### PAGE TEXT

Health Sciences Report Spring 2005


Opinion
What single life experience has most influenced the way you practice medicine?

By John J. Zone, M.D.
Professor and Chair, Department of Dermatology School of Medicine

It was Christmas morning and the present-opening ritual was over. I was looking forward to a day with my son and daughter whose own pursuits had now taken them to other cities. My son, Joe, had told me he wanted me to be the best man at his wedding. What a tribute to our friendship that had begun many years ago. Life was incredible. During the conversation, he mentioned a bump on his head. Since I'm a dermatologist, certainly we could make short work of this problem.

I parted his thick hair and took a five-second look at the lesion. My heart moved up into my throat, and I was unable to speak. I recalled the words of my associate Dr. Glen Bowen: "When people find out they have melanoma, they look like a deer in the headlights." I had always assumed that I would be the one in my family to get a severe disease, and, as a physician, I had prepared myself a thousand times. I knew I could handle it. Fathers and grandfathers are supposed to confront these crises, but not sons. Suddenly I was confronted with the unthinkable. In a glance, I knew the severity of the problem and was later to find out that he had a 25 percent chance of dying from his melanoma within five years. How ironic. He was a dark-skinned, dark-haired kid with no family history of melanoma and no risk factors, except his youthful career as a swimmer at the Fort Douglas Club in Salt Lake City.

### TASKS TO COMPLETE
[1] Write out the opinion piece word for word, from "It was Christmas" to "of this problem.", inclusive.
[2] In the opinion piece, where did Joe swim during his youthful career as a swimmer?

### SOURCE DATA
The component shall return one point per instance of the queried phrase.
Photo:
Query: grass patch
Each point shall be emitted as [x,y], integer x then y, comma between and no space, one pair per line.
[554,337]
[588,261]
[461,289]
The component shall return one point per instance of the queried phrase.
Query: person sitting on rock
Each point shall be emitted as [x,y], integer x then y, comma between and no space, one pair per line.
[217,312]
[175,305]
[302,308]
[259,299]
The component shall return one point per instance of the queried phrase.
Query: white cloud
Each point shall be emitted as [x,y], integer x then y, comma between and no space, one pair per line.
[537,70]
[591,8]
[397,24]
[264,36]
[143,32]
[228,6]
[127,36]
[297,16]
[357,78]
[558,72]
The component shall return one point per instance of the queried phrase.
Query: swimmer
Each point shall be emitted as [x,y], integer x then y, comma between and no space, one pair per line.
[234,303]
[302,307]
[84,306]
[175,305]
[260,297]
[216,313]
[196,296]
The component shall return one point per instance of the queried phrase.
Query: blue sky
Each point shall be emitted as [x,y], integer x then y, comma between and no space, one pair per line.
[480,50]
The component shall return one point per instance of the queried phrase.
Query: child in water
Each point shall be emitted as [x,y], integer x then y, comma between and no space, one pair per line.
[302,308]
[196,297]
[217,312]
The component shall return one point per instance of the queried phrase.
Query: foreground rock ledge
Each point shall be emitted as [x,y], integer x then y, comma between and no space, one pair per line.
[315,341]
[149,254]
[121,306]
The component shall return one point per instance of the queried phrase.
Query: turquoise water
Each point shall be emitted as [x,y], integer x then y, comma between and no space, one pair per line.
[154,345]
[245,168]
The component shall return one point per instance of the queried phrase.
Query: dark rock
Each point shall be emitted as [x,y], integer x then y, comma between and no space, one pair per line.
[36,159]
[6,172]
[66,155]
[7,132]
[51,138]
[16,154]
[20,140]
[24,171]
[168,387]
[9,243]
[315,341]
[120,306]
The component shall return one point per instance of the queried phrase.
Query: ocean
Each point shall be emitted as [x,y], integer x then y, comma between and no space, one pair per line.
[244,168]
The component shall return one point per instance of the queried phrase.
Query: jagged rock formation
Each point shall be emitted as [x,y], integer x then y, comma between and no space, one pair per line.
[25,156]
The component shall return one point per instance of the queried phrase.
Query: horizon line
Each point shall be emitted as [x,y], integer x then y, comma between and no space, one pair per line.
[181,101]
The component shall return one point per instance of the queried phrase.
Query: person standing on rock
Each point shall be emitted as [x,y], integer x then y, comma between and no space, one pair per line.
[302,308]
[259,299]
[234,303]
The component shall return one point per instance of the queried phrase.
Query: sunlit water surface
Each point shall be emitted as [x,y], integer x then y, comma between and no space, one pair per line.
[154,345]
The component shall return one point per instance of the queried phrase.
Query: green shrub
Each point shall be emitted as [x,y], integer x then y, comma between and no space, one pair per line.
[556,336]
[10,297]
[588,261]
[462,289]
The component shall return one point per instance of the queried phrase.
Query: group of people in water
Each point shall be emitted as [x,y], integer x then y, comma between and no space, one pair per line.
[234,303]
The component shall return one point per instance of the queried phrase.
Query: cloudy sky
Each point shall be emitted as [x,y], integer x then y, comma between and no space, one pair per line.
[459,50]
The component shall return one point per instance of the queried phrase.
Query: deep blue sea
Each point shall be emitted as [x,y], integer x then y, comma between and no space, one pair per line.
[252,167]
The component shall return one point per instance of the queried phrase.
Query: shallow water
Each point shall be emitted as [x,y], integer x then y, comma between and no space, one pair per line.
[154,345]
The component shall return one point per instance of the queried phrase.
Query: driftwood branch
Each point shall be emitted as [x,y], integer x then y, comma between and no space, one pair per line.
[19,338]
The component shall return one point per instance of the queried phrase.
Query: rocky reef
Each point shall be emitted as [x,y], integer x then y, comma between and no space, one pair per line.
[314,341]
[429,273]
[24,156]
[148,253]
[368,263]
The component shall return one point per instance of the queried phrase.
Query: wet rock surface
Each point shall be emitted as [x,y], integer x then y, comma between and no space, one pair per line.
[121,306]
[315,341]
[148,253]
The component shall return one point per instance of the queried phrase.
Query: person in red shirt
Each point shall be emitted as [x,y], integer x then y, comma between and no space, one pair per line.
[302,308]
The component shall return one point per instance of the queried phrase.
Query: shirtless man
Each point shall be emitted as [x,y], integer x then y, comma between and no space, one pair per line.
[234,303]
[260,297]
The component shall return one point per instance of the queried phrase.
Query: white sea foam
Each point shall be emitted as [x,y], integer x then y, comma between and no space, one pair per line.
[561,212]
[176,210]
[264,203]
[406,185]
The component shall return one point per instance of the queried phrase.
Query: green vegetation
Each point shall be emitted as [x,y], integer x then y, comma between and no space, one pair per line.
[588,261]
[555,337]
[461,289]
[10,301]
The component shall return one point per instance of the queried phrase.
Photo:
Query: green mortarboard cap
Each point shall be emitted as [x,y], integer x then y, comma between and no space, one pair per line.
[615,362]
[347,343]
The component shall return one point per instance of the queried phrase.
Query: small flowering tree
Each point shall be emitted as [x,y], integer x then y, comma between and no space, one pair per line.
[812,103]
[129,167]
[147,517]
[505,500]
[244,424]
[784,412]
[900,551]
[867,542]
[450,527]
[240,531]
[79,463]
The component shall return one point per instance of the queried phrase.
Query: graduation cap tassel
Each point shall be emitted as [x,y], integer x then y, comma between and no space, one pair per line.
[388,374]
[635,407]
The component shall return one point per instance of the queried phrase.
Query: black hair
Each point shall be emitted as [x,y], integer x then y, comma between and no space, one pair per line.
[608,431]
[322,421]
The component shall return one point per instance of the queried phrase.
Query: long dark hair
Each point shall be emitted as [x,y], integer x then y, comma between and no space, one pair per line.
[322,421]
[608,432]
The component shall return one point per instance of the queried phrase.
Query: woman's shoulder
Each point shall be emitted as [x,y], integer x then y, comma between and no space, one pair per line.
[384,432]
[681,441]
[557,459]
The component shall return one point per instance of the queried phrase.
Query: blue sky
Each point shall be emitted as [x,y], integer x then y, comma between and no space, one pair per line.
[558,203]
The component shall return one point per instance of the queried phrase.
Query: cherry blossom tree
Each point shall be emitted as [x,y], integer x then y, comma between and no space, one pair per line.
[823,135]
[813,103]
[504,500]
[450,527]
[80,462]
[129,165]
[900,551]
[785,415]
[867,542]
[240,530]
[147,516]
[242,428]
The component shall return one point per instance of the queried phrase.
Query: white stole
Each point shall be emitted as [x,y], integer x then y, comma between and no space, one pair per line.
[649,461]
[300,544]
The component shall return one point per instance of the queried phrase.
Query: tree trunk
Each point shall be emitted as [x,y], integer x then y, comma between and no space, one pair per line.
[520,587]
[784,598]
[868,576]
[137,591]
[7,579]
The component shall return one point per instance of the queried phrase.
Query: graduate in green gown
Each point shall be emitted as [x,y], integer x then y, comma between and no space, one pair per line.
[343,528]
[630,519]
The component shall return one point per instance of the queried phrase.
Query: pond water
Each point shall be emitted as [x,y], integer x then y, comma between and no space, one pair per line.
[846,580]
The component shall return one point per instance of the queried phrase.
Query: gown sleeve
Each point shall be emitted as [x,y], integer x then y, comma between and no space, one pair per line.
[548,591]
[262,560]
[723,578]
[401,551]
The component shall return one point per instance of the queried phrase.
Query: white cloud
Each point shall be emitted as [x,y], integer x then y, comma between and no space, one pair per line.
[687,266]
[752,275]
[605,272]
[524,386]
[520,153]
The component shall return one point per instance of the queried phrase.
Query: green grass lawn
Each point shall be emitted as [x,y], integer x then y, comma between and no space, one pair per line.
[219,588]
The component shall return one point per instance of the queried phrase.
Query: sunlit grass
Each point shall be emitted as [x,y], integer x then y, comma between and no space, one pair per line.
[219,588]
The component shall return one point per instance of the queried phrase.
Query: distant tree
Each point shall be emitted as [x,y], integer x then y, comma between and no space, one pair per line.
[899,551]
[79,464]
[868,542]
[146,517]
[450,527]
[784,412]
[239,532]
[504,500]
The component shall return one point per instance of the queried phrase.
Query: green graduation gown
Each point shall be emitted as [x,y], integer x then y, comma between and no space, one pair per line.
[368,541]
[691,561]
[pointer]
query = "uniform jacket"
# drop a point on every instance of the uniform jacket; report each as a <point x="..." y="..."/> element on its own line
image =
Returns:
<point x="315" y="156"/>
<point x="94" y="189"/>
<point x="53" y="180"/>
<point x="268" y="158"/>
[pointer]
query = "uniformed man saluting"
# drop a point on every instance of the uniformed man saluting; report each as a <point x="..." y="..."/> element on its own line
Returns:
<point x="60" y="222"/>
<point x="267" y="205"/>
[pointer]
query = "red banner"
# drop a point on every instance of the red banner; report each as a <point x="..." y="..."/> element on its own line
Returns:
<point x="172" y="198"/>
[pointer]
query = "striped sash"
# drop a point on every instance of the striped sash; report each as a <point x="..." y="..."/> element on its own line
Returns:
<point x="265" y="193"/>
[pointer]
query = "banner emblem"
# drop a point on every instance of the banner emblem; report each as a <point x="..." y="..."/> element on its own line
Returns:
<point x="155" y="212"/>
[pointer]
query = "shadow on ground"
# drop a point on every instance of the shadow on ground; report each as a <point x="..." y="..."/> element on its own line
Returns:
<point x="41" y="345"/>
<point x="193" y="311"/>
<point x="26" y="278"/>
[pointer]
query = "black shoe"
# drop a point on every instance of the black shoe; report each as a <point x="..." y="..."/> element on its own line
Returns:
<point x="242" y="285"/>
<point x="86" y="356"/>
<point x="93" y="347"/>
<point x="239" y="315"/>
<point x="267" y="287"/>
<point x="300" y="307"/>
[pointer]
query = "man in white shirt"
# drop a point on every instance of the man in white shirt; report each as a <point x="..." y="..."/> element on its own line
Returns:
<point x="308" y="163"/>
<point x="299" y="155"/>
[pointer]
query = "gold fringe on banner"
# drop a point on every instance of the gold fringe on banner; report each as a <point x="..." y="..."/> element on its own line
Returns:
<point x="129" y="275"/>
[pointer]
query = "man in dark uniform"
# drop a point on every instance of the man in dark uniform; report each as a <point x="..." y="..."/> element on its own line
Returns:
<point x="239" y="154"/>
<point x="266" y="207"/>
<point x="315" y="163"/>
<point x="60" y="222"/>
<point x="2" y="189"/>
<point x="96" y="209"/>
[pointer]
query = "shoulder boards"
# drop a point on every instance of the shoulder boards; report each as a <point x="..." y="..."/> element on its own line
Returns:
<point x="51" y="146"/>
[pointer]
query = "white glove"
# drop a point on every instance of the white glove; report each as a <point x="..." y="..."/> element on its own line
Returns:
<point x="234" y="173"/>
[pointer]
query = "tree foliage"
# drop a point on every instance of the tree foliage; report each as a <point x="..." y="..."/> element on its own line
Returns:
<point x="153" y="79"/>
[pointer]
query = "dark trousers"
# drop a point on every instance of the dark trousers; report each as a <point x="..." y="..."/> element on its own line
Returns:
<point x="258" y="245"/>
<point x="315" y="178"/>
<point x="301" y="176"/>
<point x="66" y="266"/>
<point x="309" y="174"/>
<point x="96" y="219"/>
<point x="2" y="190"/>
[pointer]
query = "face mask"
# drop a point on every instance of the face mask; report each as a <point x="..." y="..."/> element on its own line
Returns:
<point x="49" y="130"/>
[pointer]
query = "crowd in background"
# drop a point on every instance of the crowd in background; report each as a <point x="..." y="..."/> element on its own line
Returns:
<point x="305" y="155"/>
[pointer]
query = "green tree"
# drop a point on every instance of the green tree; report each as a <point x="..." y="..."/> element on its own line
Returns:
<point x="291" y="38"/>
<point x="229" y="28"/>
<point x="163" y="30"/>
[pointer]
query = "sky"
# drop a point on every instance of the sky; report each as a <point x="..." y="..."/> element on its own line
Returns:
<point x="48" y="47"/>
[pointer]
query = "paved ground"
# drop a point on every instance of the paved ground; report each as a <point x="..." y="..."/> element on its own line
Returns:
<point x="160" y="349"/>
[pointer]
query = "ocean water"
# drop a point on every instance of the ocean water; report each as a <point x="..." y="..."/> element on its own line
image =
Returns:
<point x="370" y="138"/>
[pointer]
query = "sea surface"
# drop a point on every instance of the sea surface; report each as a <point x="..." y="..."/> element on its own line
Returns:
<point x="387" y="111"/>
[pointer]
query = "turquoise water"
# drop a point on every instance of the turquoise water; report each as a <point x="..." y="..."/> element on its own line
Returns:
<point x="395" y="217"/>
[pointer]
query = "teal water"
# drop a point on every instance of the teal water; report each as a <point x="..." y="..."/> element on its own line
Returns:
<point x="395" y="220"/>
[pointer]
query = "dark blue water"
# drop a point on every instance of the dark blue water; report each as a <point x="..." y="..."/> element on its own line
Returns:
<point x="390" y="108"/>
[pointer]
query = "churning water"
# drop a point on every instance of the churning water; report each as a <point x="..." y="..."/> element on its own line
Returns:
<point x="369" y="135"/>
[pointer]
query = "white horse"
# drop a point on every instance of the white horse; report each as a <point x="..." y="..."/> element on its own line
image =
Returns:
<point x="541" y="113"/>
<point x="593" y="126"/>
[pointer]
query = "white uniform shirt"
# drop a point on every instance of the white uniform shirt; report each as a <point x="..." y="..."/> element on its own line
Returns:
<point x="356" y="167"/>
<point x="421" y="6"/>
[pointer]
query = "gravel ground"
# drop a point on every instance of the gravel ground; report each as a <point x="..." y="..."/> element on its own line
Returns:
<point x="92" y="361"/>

### ANSWERS BY ITEM
[1]
It was Christmas morning and the present-opening ritual was over. I was looking forward to a day with my son and daughter whose own pursuits had now taken them to other cities. My son, Joe, had told me he wanted me to be the best man at his wedding. What a tribute to our friendship that had begun many years ago. Life was incredible. During the conversation, he mentioned a bump on his head. Since I'm a dermatologist, certainly we could make short work of this problem.

[2] At the Fort Douglas Club in Salt Lake City.